No entanto, há mistérios também em aspectos positivos. Há várias hipóteses plausíveis para a queda na letalidade observada nesse momento da pandemia. Mas ainda ignoramos qual ou quais dessas hipóteses se verificarão consistentes com a realidade da evolução da pandemia.
O fato é que sabemos que mais pessoas irão morrer onde as recomendações baseadas no esforço da investigação científica – e do saber técnico acumulados historicamente – forem ignoradas. Do mesmo modo, os fatores socioeconômicos são mais determinantes para o número de óbitos do que qualquer outra variável étnica ou genético.
Também é certo que os dados que estamos acumulando com a análise dos comportamentos das populações ao redor do planeta, bem como as evidências em relação aos mecanismos de evolução do contágio e o curso clínico da infecção no organismo humano, irão nos fazer avançar no conhecimento e na capacidade de criação, adaptação e modificação de nossos modos de vida.

## Entradas exibidas
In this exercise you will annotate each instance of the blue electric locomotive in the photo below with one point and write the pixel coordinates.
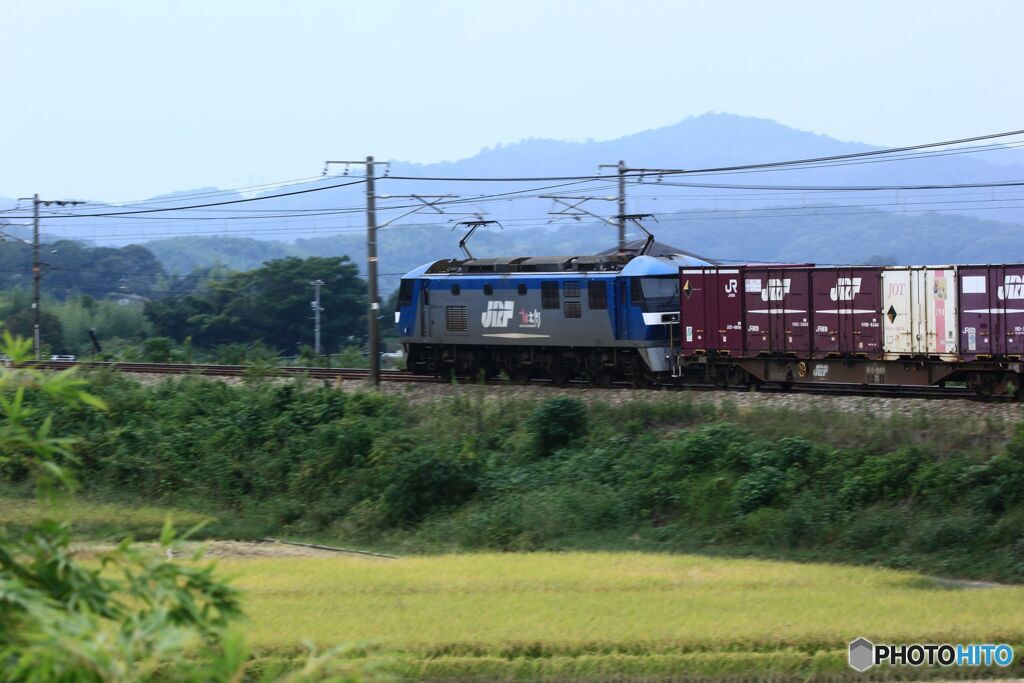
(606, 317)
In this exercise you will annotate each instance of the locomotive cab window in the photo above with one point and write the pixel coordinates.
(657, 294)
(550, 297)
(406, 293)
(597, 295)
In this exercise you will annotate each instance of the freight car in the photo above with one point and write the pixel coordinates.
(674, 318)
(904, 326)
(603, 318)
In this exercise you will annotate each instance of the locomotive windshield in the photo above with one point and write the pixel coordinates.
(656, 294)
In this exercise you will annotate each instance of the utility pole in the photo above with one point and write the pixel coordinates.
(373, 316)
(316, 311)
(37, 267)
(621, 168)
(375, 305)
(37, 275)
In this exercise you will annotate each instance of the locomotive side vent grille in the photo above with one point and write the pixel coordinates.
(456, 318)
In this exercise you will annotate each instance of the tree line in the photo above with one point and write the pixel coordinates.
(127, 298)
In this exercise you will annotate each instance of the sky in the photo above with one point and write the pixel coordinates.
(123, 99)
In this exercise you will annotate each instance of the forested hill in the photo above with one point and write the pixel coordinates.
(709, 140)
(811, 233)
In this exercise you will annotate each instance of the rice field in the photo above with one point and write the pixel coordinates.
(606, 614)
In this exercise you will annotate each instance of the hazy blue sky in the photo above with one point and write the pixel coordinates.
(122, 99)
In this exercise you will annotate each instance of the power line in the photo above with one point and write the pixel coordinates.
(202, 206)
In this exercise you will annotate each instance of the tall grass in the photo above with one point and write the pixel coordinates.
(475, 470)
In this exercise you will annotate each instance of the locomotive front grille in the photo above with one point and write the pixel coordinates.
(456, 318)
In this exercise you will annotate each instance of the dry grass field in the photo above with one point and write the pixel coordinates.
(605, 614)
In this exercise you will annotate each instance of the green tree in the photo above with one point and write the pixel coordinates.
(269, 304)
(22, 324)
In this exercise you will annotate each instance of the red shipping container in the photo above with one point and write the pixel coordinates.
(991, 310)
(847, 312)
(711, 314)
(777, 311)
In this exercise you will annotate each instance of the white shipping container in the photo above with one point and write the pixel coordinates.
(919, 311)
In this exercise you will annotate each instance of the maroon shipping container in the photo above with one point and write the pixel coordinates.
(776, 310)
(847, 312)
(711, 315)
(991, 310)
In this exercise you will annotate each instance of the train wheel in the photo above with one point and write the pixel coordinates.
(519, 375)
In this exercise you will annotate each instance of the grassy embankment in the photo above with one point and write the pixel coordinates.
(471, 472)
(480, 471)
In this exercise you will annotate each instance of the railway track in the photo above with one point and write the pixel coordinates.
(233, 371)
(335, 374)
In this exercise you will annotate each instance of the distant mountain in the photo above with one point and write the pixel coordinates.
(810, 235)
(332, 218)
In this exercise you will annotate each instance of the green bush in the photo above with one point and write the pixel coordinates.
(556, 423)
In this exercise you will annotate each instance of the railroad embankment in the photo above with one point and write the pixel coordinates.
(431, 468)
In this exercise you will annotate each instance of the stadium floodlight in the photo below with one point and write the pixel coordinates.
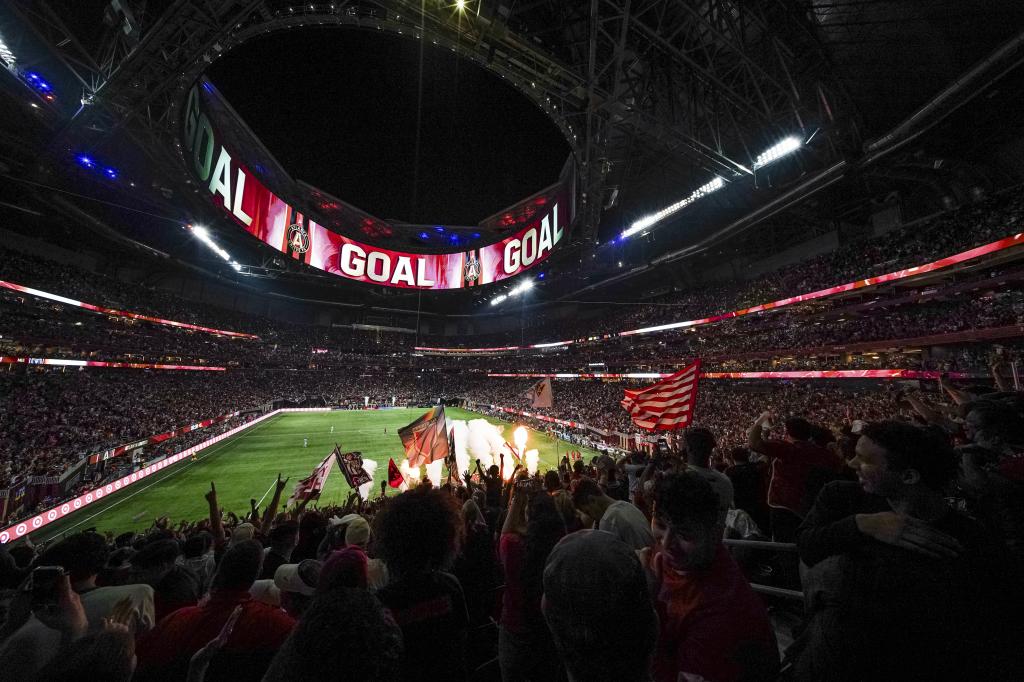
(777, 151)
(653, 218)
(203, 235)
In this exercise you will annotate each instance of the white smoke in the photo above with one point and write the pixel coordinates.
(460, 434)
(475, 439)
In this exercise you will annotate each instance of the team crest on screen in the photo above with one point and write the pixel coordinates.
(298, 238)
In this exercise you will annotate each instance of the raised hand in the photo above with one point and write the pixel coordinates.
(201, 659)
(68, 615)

==

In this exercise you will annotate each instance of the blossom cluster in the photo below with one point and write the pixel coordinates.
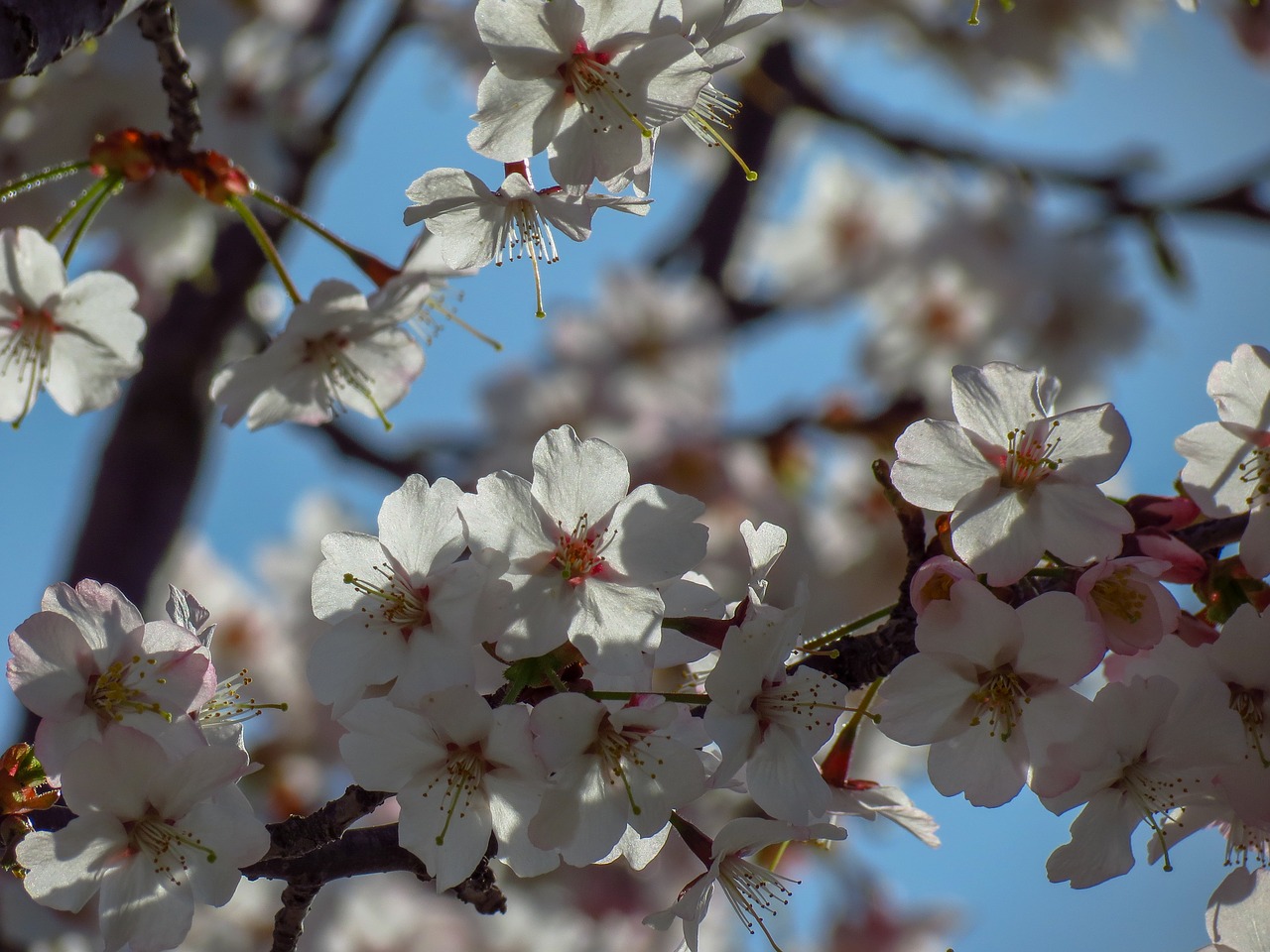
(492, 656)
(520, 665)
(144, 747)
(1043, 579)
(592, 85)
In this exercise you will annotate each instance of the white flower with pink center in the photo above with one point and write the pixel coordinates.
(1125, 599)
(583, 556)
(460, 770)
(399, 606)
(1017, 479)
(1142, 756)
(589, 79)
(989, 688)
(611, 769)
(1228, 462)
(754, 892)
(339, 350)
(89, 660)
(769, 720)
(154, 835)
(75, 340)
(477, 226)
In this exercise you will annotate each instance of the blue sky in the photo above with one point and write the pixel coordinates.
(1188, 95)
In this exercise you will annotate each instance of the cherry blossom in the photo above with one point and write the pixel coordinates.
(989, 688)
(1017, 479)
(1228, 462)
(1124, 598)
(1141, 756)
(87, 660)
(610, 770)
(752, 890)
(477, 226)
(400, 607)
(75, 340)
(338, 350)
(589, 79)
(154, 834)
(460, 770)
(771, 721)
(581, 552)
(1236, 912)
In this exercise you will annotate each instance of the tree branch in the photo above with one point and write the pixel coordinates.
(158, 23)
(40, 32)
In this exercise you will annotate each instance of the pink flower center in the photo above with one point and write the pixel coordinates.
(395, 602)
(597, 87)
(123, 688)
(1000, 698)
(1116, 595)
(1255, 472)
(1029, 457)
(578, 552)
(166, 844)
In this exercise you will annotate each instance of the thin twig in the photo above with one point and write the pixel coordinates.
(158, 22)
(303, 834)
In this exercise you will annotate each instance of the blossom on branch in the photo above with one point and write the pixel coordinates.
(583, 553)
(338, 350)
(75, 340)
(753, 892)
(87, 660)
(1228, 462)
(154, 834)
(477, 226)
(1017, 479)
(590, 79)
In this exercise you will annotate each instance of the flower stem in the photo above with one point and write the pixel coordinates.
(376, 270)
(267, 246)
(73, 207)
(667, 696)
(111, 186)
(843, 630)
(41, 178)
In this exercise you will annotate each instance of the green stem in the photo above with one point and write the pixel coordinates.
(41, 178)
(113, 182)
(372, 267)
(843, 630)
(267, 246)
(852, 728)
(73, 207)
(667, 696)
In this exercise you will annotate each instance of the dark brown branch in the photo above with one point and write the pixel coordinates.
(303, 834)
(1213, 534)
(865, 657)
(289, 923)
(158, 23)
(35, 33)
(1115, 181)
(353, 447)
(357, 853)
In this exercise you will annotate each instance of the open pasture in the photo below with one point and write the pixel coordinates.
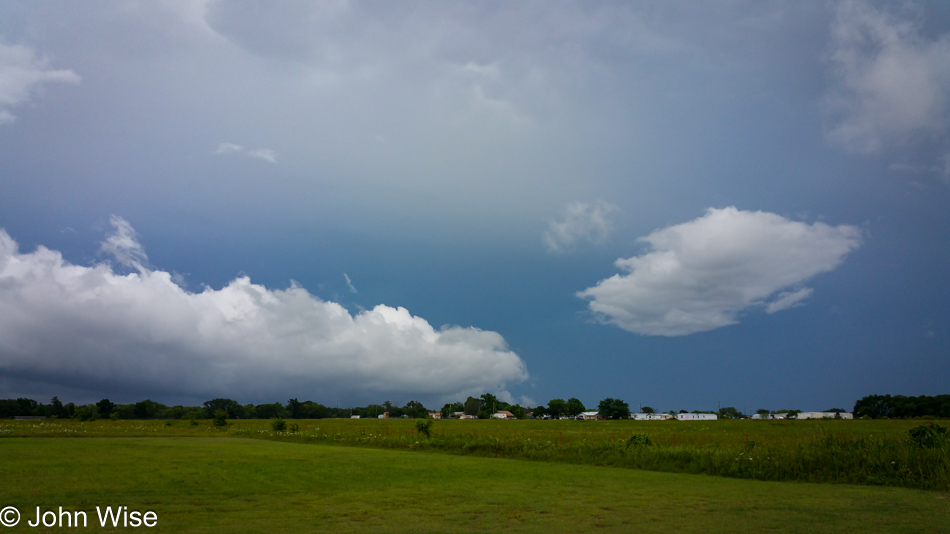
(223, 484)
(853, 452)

--

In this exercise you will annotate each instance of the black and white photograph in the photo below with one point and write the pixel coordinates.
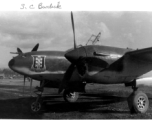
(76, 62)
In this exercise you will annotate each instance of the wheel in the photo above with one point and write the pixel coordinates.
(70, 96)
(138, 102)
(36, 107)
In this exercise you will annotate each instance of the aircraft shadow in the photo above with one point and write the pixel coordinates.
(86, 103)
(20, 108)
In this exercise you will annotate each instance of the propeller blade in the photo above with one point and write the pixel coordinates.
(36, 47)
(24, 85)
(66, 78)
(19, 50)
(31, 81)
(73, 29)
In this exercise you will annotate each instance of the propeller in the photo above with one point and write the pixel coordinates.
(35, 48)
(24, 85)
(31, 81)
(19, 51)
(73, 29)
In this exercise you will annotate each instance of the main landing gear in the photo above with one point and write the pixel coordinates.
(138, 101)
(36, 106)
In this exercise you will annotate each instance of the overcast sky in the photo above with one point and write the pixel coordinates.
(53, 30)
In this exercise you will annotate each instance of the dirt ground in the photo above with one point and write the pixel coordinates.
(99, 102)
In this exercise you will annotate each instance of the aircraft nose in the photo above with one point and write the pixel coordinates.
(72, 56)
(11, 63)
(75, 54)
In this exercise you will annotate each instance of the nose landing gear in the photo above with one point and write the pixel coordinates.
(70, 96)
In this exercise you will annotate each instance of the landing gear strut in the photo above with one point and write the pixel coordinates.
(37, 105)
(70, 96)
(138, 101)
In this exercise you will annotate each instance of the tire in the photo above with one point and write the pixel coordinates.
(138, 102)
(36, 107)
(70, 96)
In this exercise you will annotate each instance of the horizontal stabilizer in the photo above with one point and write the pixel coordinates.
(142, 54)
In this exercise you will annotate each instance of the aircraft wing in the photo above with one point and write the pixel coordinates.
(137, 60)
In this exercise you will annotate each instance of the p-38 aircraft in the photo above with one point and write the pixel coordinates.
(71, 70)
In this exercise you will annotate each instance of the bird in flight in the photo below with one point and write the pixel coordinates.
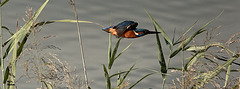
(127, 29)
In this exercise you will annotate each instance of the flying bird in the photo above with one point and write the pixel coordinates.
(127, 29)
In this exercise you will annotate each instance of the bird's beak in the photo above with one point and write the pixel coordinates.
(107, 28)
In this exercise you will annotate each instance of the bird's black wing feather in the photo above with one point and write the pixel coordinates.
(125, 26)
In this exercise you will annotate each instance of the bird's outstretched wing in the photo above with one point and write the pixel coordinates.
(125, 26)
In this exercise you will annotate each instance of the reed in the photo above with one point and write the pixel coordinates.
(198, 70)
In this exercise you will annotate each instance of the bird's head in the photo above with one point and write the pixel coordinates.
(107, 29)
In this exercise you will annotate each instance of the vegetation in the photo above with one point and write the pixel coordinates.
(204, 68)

## Trabalho a fazer
(a) Reproduza o trecho sobre a pandemia a partir das palavras "Também é certo" e pare depois de "modos de vida.".
(b) No trecho sobre a pandemia, o que determina o número de óbitos mais do que qualquer variável étnica ou genética?
(c) Continue o trecho sobre a pandemia a partir do ponto em que ele termina.

## Respostas
(a)
Também é certo que os dados que estamos acumulando com a análise dos comportamentos das populações ao redor do planeta, bem como as evidências em relação aos mecanismos de evolução do contágio e o curso clínico da infecção no organismo humano, irão nos fazer avançar no conhecimento e na capacidade de criação, adaptação e modificação de nossos modos de vida.

(b) Os fatores socioeconômicos.

(c)
A sobrevivência da espécie humana depende de nossa capacidade de criação adaptativa.
O coronavírus, em termos naturais, não é diferente de outros organismos potencialmente pandêmicos que o homo sapiens já enfrentou desde a aurora dos tempos. O que torna a Covid-19 especialmente letal é a sociedade industrial – na sua forma de capitalismo financeiro global – que desenvolvemos ao longo do século XX.
Com uma alta capacidade de fazer fluir, capitais, mercadorias e pessoas por todos os continentes nos tornamos um tipo peculiar de auto ameaça. Estamos destruindo o único ambiente no qual podemos viver. Fazemos isso através da queima de combustíveis fósseis em larga escala para alimentar e abrigar populações crescentes de modo desigual e voraz.
Assim, epidemias e pandemias fazem parte do novo pacote de ameaças a sobrevivência de muitas espécies, inclusive a nossa.
O sofrimento decorrente da concepção errada da incerteza e do desconhecido:
É alarmante o sofrimento psíquico que decorre da queda das ilusões a respeito das certezas prometidas pelo entendimento vulgar das promessas do desenvolvimento científico.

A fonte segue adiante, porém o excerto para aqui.